(What is expected): Reproduce every one of the following rows verbatim, leaving each line unchanged.

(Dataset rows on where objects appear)
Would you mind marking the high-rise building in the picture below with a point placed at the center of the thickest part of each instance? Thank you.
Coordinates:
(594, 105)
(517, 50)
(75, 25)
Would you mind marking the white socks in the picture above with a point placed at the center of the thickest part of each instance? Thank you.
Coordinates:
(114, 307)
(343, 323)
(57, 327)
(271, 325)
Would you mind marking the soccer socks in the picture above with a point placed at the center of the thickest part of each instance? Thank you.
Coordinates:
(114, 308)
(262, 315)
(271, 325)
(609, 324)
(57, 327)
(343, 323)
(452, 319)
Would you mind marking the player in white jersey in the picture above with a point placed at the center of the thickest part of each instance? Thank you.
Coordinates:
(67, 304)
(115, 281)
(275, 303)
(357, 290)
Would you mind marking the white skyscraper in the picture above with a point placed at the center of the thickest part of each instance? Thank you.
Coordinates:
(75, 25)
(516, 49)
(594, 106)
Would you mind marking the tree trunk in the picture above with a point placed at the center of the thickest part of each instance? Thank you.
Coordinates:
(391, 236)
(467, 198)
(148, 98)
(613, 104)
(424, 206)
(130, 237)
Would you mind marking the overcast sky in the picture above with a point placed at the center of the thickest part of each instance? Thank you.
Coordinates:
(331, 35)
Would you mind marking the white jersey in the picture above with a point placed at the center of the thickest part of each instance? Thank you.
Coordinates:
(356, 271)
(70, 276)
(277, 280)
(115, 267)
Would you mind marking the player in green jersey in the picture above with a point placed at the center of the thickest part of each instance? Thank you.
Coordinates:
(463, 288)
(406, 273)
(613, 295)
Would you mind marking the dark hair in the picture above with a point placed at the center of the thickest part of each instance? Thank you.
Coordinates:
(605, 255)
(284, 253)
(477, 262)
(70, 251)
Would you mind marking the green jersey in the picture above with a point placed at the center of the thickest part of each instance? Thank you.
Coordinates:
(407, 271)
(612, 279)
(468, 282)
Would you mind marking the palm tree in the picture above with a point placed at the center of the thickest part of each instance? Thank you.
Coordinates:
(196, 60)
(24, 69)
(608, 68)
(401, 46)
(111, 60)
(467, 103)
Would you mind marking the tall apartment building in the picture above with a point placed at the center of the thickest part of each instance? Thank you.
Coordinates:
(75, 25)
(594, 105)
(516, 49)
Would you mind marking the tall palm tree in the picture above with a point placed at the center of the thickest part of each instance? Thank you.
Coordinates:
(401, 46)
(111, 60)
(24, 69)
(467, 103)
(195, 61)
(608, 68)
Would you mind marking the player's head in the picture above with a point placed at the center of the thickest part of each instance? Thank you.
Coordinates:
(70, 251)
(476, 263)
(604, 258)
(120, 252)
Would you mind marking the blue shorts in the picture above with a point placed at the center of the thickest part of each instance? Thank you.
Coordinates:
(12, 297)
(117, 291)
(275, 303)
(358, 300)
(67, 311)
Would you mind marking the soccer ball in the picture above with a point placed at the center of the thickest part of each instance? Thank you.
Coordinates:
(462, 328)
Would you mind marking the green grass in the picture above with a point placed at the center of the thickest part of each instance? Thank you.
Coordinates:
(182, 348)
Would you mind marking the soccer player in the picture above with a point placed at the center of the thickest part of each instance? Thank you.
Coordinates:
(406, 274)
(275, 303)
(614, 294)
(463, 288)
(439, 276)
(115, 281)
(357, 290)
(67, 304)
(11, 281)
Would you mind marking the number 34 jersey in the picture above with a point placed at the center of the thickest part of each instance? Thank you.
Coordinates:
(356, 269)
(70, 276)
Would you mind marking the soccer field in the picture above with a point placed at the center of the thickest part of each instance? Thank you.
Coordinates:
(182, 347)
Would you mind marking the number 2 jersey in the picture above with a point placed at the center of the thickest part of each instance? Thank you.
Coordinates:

(Written response):
Would you mind marking the high-rise building in the picture below with a point placed at the center of the thickest part of each instance? Thank you.
Coordinates:
(594, 105)
(517, 50)
(75, 25)
Would you mind marking the white socks in the picture above with a point placed at the center of the thickest part of each instance? Thank you.
Coordinates:
(114, 307)
(343, 323)
(57, 327)
(271, 325)
Would you mind marking the soccer socks in the picture above with a point placed at the center of the thickest part of each instance? Thank you.
Coordinates:
(114, 308)
(262, 315)
(271, 325)
(609, 324)
(57, 327)
(343, 323)
(452, 319)
Would you mind marking the player in white jersey in the picture above with a point placed at the center of the thickest part of each instance? Thank you.
Coordinates:
(67, 304)
(115, 281)
(275, 303)
(357, 290)
Would you mind marking the white skyscraper in the picture above with a point placed at the center of the thickest part of each instance? Thank you.
Coordinates:
(75, 25)
(516, 49)
(594, 106)
Would you mind marking the tree trunk in the picture above with a point placed at the center of the thickest part of each instance? Thank you.
Coordinates:
(391, 236)
(467, 198)
(148, 98)
(613, 104)
(424, 206)
(130, 237)
Would you mind marking the overcast sky in the picture above with a point placed at the center of the thickest part of each instance? Thank you.
Coordinates:
(331, 35)
Would you mind marking the white jersey in the picture above with a point placed at the center of the thickest part of each instance? Thank you.
Coordinates:
(356, 271)
(70, 276)
(277, 280)
(115, 267)
Would you mind marking the player in green jersey in the picture above with a point placed at the center of the thickest part of each instance? Thank you.
Coordinates:
(463, 288)
(406, 273)
(613, 295)
Would you mind marking the dark hair in the picture above with a point placed at the center of the thickest part of each instance? Thank you.
Coordinates:
(605, 255)
(284, 253)
(477, 262)
(70, 251)
Would you mind marking the green jersey in the picture above with a point placed at the center of the thickest part of each instance? Thank you.
Coordinates:
(407, 271)
(612, 279)
(468, 282)
Would you mind marking the palm tree in the picture above with a point placed at the center of the thickest part of each instance? Thank you.
Coordinates:
(196, 60)
(24, 69)
(608, 68)
(401, 46)
(111, 60)
(467, 103)
Would you mind marking the tall apartment building in the picture above with a point placed at the center of the thickest part of each instance? Thank you.
Coordinates:
(75, 25)
(594, 105)
(516, 49)
Would you mind marking the tall palm tree in the picture above with a point placed at the center of the thickest part of each instance? Thank you.
Coordinates:
(401, 46)
(111, 60)
(24, 69)
(467, 103)
(195, 61)
(608, 68)
Would you mind marking the player's head in the picture above with a point placed at the center of the thickest part of each instance? Thank you.
Coordinates:
(70, 251)
(476, 263)
(604, 258)
(120, 252)
Would you mind marking the blue shorts in the picture above with a point placed at the center of the thickest part of each instance? Thank you.
Coordinates:
(12, 297)
(117, 291)
(275, 303)
(358, 300)
(67, 311)
Would you mind marking the soccer ball in the picture above with a point placed at the center of the thickest part of each instance? Thank you.
Coordinates:
(462, 328)
Would you mind marking the green grass in the picture above with a point placed at the center of the thickest part of each instance? Thank you.
Coordinates:
(182, 348)
Would you mind marking the soccer player in the picture above with a point placed at the center of the thickest part of each instance? Thank you.
Coordinates:
(406, 274)
(275, 303)
(614, 294)
(463, 288)
(439, 276)
(115, 281)
(357, 290)
(67, 304)
(11, 281)
Would you mind marking the number 34 jersey in the picture above with a point placed at the center of the thickest part of each instance? Thank you.
Coordinates:
(356, 269)
(70, 276)
Would you mind marking the soccer field in the picture above with a point placed at the center of the thickest part of each instance? Thank you.
Coordinates:
(182, 347)
Would you mind marking the number 2 jersey in the picture above with a point placed at the center of the thickest part of each instance? Thank you.
Coordinates:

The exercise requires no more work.